**Exercise directions**:
Give back every record exactly, with its pictures left out.

*-*-*

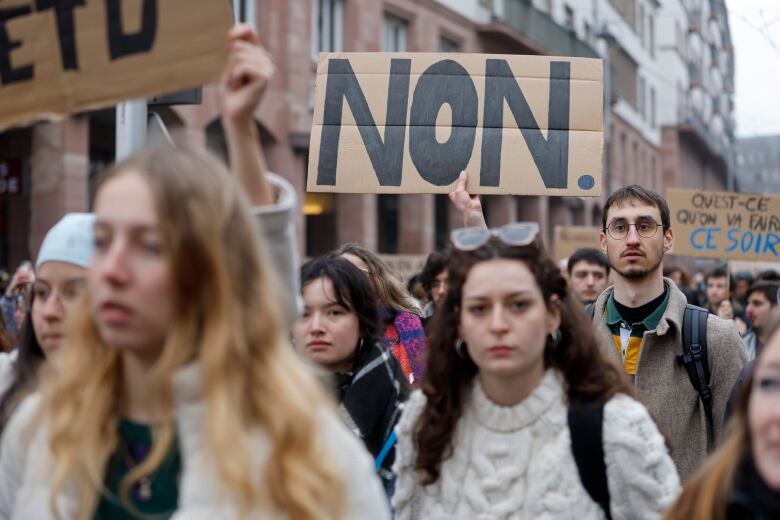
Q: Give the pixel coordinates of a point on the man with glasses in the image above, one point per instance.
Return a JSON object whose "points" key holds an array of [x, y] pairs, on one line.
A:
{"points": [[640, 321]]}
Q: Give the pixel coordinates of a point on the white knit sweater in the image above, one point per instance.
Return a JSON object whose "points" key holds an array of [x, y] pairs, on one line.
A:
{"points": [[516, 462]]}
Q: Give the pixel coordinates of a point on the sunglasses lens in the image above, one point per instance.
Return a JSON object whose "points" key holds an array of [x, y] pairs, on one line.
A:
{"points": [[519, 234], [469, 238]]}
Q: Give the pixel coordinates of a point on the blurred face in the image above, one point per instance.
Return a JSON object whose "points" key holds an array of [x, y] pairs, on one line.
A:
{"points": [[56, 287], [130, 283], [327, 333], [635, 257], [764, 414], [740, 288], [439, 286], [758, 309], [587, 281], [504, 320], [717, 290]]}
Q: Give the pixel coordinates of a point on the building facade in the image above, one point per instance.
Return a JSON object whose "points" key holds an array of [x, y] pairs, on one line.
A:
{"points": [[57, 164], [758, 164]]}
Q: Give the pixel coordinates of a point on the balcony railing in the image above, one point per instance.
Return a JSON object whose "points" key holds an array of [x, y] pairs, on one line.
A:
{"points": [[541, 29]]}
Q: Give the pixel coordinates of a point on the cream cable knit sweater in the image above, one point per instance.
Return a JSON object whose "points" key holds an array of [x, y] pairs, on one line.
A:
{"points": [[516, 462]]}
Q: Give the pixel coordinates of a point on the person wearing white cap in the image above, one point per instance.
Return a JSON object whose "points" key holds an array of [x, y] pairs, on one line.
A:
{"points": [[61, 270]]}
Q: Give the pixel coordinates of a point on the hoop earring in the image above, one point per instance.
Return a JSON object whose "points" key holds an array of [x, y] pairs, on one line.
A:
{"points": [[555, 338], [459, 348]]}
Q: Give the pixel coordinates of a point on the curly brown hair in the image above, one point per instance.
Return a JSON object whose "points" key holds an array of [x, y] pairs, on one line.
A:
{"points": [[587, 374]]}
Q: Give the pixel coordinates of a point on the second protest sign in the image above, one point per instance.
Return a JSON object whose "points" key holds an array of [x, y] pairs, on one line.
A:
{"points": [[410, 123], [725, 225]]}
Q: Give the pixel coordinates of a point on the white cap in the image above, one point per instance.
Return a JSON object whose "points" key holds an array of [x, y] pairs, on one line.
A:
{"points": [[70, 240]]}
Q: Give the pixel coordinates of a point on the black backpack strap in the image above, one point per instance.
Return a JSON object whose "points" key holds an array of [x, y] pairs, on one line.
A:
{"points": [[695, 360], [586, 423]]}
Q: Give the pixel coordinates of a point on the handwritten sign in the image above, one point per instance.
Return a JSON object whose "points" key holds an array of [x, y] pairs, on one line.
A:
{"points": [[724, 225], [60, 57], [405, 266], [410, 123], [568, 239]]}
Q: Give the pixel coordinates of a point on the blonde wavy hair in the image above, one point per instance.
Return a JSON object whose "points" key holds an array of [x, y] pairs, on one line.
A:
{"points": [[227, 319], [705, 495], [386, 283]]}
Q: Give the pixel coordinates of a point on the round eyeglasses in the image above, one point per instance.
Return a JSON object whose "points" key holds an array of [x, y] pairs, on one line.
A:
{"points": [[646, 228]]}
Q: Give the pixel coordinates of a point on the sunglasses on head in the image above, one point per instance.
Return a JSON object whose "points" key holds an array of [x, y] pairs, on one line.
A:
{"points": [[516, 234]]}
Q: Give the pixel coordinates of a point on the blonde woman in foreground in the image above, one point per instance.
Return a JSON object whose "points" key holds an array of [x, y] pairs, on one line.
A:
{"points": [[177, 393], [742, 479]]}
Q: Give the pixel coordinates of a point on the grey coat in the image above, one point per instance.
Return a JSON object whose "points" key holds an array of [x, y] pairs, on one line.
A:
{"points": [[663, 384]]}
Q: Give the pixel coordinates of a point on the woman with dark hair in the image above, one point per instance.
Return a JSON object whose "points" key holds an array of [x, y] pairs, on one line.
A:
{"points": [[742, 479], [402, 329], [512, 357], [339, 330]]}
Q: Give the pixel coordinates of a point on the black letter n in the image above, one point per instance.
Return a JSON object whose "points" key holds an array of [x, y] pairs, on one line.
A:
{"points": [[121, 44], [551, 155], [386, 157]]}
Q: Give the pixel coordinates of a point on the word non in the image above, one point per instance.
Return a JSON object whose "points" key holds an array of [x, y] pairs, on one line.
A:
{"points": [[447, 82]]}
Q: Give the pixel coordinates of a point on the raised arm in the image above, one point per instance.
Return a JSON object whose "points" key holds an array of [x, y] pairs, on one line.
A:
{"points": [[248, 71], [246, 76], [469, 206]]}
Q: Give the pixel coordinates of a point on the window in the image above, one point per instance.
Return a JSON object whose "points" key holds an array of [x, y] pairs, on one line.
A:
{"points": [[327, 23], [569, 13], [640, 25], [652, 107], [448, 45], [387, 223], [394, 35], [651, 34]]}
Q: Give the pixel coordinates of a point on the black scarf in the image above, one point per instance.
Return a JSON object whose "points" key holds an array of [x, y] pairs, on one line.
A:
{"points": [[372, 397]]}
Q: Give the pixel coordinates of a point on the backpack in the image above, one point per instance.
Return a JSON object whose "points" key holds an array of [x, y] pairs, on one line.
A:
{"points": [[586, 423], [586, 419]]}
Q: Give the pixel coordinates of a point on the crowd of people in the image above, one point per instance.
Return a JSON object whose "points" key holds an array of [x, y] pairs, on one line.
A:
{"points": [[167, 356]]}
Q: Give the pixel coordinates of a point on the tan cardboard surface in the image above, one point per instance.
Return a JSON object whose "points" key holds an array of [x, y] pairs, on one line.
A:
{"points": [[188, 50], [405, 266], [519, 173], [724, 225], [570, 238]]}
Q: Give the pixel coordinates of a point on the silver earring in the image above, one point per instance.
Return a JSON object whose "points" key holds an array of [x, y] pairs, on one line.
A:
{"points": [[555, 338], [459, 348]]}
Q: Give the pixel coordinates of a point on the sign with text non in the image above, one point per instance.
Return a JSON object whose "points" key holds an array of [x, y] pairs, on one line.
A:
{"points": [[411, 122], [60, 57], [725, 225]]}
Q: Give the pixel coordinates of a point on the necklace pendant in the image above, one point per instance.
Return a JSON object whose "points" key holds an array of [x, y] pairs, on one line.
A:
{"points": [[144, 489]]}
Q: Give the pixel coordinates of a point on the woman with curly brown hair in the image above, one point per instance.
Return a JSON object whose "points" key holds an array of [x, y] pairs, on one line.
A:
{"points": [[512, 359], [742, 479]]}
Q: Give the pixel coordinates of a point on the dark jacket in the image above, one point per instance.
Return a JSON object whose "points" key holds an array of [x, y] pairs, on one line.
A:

*-*-*

**Solution to this task**:
Q: Give the pixel coordinates of a point on the man with glasses in the image above, one point per instance.
Return a JSON object whose "points" key holds an array of [x, y] pairs, on one line.
A:
{"points": [[640, 321]]}
Q: Give the pixel coordinates of a point on the white knit sweater in the image above, one point per instance.
Return a JSON object whose "points" key holds an array of [x, y] pairs, on one line.
A:
{"points": [[516, 462]]}
Q: Give the pixel coordinates of a point on the sunglasses lens in the image above, one point per instance.
Return a JSON object whose "points" key holds an array of [x, y] pairs, on one line.
A:
{"points": [[519, 234], [469, 238]]}
Q: Give the pixel coordinates of a point on the blurred face in the image above, one point per instance.
Return a JSON object whose "points" key holds an array of [x, y] pairs, on one line.
A:
{"points": [[56, 287], [130, 283], [327, 333], [635, 257], [764, 414], [740, 288], [439, 286], [758, 309], [587, 281], [504, 320], [717, 290]]}
Q: Give the pixel coordinates of a point on the building facade in the image above, one point per instance.
Return a JSON object whose "points" key holds an array of [x, y] pairs, on one line.
A:
{"points": [[57, 164], [758, 164]]}
Q: Give the pixel coordinates of a point on the balcony railing in the image above, one point per instance.
Return a JSON object whose "points" key holds an array of [x, y] pairs, on one line.
A:
{"points": [[541, 29]]}
Q: Give the pixel coordinates of a point on the cream cable knit sweater in the image above, one point per instance.
Return a JSON object whose "points" key holds an array of [x, y] pairs, on one line.
A:
{"points": [[516, 462]]}
Q: Give the pixel coordinates of a point on the person wearing white cap in the image above, one point per instance.
Return a JSON object whose "points" key holds an array of [x, y] pairs, on one line.
A:
{"points": [[61, 270]]}
Q: Give the pixel coordinates of a point on the hoop earring in the image above, one point per instance.
Return a JSON object whose "points" key holds an array of [x, y] pairs, on one line.
A:
{"points": [[555, 338], [459, 348]]}
Q: Give the pixel coordinates of a point on the curly brown hair in the image above, one point per instance.
Return a JSON object whose "points" key holds an array of [x, y] pairs, on one line.
A:
{"points": [[587, 374]]}
Q: Give the pixel coordinates of a point on the second protest sign in the image above, one point per instance.
Return a JSON object whose "points" key holds an array of [x, y] pairs, on one line.
A:
{"points": [[410, 123], [725, 225]]}
Q: Give the pixel coordinates of a point on the white cap in the image above, one point per instance.
Return a JSON object whose "points" key holds an array of [x, y] pairs, on one line.
A:
{"points": [[70, 240]]}
Q: Give the pixel coordinates of a point on the black backpack strap in the image above, one point per instance.
Return a JSON object whose "points" key holds an array of [x, y] pairs, on one line.
A:
{"points": [[695, 360], [586, 423]]}
Q: Give the pixel coordinates of a point on the handwritten sign in the image above, one point per instance.
Return a JSON object whose "points" key holds an array of [x, y] pairs, on one line.
A:
{"points": [[724, 225], [60, 57], [405, 266], [410, 123], [568, 239]]}
Q: Give the pixel coordinates of a point on the blonde wavy hair in the image above, one point per instance.
Return a JSON object whose "points" key holds an array of [x, y] pairs, on one line.
A:
{"points": [[227, 319], [705, 495], [386, 283]]}
Q: Give the pixel coordinates of a point on the round eyeglasses in the image above, one point per instance.
Return a JSON object whose "points" key holds an array of [x, y] pairs, on one line.
A:
{"points": [[646, 228]]}
Q: Give the pixel coordinates of a point on the sunglasses on head in the image above, one point per instance.
Return a JSON object whose "points" key holds an array of [x, y] pairs, on one line.
A:
{"points": [[516, 234]]}
Q: Give the pixel coordinates of a point on the blonde woman in foreground in the image above, one point per instance.
Return a JSON object whose "points" key holds an array of [x, y] pairs, on one line.
A:
{"points": [[177, 393], [742, 479]]}
Q: Give the pixel coordinates of a point on the grey coat in the image above, one point per instance.
Return a JSON object whose "points" key holds an array of [x, y] pairs, on one line.
A:
{"points": [[663, 384]]}
Q: Give the pixel coordinates of a point on the woman with dark hair in the image above, one point per instance.
Return a JSON object whose "points" key holds an array of [x, y] pairs, on one line.
A:
{"points": [[742, 479], [402, 329], [512, 357], [339, 330]]}
Q: Give the pixel coordinates of a point on the black letter n in the image above, one point per instance.
Return a JSON object whose "points" key holds an array of [x, y] pairs, on one line.
A:
{"points": [[121, 44], [551, 155], [386, 157]]}
Q: Give the pixel coordinates of a point on the word non in the image above, one point per instance.
Return a JSON object whose "points" key holds an array of [x, y] pairs, on one line.
A:
{"points": [[447, 82]]}
Q: Give the pixel coordinates of a point on the raised arm in the image above, one point per instance.
Return a JSON object whose "points" key holds an array of [x, y] pairs, on one line.
A:
{"points": [[248, 71], [246, 76], [469, 206]]}
Q: Give the pixel coordinates of a point on the window in the image above, one point per instance.
Return a JSON object whose "points" key holds an array of [x, y] pairs, on one line.
A:
{"points": [[327, 23], [569, 13], [640, 25], [652, 107], [448, 45], [387, 223], [394, 35], [651, 34]]}
Q: Give the pixel coordinates of a point on the black scarf in the image above, one point per instance.
Return a JSON object whose "points" key holds an array of [x, y] pairs, on one line.
A:
{"points": [[372, 397]]}
Q: Give the pixel coordinates of a point on the backpack in the image above, one point per instance.
Return a JSON object whose "points" key holds an array of [x, y] pairs, on one line.
A:
{"points": [[586, 423], [586, 419]]}
Q: Give the pixel coordinates of a point on the crowd of people in the image above, one point per instance.
Return a JSON object whose "points" key holds an array of [x, y] pairs, on one line.
A:
{"points": [[167, 356]]}
Q: Give the pixel coordinates of a point on the tan cardboard surface in the image above, one point per instance.
Return a JSON object whose "points" key holds an array of [x, y] pairs, on one line.
A:
{"points": [[188, 50], [405, 266], [519, 173], [724, 225], [570, 238]]}
Q: Give the pixel coordinates of a point on the silver earring in the image above, one point per instance.
Return a JSON object whose "points" key holds an array of [x, y] pairs, on one line.
A:
{"points": [[555, 338], [459, 348]]}
Q: Give the pixel coordinates of a point on the sign with text non in the image above, one point per instance.
Return a JSON object whose "points" key holds an array of [x, y] pairs, on one line.
A:
{"points": [[411, 122], [60, 57], [725, 225]]}
Q: Give the pixel coordinates of a point on the necklace pendant in the image above, one point per instance.
Return a JSON object whose "points" key holds an array of [x, y] pairs, on one line.
A:
{"points": [[144, 489]]}
Q: Give the pixel coordinates of a point on the woman with curly brown hair in the image above, one point per instance.
Return a JSON object whose "points" key holds an array of [x, y] pairs, on one line.
A:
{"points": [[512, 359], [742, 479]]}
Q: Give the pixel coordinates of a point on the dark jacket in the image above, one point per instance.
Return a JSON object whose "points" key holds an array of [x, y] pairs, on one line.
A:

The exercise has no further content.